## Begin Records
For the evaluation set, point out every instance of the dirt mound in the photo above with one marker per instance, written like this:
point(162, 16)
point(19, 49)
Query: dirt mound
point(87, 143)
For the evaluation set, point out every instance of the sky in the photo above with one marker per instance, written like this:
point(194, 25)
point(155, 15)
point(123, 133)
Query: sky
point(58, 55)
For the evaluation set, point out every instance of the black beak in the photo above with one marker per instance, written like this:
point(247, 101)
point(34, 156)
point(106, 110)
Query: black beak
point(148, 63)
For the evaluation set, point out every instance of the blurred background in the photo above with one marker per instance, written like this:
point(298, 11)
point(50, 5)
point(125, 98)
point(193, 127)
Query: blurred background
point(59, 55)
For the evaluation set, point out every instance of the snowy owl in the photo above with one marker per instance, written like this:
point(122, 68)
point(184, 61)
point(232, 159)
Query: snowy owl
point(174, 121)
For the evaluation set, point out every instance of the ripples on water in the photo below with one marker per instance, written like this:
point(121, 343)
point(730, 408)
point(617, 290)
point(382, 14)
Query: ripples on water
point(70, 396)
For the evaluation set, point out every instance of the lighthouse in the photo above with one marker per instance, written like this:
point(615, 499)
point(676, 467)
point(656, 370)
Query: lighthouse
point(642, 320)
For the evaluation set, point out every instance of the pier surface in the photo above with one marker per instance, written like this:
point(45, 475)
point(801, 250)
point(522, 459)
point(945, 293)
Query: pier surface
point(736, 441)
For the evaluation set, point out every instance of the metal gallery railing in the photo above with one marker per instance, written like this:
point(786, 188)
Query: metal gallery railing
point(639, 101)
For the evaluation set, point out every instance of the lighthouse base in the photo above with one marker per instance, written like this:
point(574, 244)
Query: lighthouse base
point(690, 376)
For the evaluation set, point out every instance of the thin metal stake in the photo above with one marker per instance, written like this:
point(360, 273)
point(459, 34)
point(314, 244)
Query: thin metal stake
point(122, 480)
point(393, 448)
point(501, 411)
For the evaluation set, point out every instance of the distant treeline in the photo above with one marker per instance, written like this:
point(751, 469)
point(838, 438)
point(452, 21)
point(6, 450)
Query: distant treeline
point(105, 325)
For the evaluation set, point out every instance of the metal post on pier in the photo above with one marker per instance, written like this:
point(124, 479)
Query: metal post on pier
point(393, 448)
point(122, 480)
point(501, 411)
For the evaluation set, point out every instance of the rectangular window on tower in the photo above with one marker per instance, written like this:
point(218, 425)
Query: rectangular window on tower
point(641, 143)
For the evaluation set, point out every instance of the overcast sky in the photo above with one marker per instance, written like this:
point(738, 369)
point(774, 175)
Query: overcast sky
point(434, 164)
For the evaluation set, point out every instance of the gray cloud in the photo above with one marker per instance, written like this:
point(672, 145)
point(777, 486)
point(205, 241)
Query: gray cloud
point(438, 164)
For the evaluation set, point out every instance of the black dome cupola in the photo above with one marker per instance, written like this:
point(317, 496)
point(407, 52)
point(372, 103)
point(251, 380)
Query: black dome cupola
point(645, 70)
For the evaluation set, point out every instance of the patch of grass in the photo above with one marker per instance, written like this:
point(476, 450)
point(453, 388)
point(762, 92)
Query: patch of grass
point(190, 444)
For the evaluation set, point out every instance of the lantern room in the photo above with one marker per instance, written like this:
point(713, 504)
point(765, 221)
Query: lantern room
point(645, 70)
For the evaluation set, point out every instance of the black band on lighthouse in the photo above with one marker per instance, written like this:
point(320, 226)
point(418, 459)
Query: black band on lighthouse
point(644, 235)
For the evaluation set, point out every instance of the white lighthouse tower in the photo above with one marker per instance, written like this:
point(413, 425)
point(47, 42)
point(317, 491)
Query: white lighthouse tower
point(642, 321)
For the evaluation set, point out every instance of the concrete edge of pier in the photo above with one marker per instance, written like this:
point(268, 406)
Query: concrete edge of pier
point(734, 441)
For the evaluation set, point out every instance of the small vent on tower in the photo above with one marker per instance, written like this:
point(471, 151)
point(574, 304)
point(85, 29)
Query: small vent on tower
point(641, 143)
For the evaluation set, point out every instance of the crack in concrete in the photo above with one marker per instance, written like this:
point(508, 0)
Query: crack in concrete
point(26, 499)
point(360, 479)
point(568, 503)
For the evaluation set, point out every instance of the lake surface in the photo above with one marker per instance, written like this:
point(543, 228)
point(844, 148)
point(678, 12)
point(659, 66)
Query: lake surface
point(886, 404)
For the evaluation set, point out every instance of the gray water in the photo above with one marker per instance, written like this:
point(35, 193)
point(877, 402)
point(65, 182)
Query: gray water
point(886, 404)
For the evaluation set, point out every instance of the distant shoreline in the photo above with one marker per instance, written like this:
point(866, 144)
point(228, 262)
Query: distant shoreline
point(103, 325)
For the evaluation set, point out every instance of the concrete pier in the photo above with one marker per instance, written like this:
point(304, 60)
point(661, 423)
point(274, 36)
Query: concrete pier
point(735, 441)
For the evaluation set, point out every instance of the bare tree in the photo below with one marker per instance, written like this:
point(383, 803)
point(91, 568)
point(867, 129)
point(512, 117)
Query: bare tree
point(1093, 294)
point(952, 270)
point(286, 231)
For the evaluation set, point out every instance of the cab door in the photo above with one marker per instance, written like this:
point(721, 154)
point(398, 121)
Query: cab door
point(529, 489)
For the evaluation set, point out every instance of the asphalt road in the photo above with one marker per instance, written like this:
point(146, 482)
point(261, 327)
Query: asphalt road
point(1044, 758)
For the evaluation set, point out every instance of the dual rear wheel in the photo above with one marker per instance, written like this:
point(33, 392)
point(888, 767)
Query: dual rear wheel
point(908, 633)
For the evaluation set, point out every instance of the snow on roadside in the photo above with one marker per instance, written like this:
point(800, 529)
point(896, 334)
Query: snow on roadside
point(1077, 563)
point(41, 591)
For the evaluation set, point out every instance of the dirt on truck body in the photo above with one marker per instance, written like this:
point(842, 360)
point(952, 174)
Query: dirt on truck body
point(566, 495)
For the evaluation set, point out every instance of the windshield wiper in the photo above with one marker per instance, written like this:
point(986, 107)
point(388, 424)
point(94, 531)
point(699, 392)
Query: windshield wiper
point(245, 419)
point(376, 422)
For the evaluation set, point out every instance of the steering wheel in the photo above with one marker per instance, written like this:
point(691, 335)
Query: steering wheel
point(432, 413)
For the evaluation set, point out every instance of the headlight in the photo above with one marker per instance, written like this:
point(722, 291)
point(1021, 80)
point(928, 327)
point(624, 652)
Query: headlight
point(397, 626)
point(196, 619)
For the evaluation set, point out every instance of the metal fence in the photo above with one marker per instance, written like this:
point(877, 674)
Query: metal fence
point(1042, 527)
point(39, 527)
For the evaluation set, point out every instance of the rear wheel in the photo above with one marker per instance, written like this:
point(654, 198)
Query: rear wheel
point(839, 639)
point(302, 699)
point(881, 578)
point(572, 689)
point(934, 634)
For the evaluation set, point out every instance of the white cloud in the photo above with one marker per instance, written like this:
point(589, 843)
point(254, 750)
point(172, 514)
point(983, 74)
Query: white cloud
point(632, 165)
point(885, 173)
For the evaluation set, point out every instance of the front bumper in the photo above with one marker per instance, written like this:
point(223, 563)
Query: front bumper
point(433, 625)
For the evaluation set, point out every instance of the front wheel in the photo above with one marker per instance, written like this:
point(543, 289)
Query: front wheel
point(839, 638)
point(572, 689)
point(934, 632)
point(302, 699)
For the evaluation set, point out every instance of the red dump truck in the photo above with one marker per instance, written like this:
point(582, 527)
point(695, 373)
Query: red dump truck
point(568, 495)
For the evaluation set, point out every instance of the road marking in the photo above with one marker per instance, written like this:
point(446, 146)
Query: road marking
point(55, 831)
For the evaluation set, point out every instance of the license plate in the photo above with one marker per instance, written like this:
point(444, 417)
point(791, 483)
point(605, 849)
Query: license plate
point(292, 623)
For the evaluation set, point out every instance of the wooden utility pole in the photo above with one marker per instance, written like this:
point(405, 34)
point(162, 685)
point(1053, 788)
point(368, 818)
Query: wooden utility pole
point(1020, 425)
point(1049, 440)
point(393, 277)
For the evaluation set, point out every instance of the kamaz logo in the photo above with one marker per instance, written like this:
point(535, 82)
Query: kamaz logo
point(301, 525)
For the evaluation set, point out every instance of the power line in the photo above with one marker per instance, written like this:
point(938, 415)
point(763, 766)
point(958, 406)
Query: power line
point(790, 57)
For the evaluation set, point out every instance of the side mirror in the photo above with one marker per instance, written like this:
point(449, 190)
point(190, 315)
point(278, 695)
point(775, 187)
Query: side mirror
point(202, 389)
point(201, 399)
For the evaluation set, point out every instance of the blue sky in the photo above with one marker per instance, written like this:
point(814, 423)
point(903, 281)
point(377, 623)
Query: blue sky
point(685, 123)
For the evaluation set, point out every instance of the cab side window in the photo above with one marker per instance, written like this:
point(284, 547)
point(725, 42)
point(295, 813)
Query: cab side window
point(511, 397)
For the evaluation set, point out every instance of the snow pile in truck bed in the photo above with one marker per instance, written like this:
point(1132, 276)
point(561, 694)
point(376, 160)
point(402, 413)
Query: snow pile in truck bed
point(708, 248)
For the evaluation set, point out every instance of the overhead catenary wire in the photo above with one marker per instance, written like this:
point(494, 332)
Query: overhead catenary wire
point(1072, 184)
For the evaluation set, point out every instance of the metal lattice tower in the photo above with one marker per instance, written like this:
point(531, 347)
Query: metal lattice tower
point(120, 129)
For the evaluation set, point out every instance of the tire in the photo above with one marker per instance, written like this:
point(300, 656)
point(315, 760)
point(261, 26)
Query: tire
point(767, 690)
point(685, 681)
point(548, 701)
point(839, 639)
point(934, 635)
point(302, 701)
## End Records
- Goal
Reproduce the listing word for word, from its first line through the line containing "point(87, 143)", including both of those lines.

- Exercise result
For the evaluation set, point out every instance of the dirt mound in the photo above with one marker per instance, written like this:
point(162, 16)
point(19, 49)
Query: dirt mound
point(87, 143)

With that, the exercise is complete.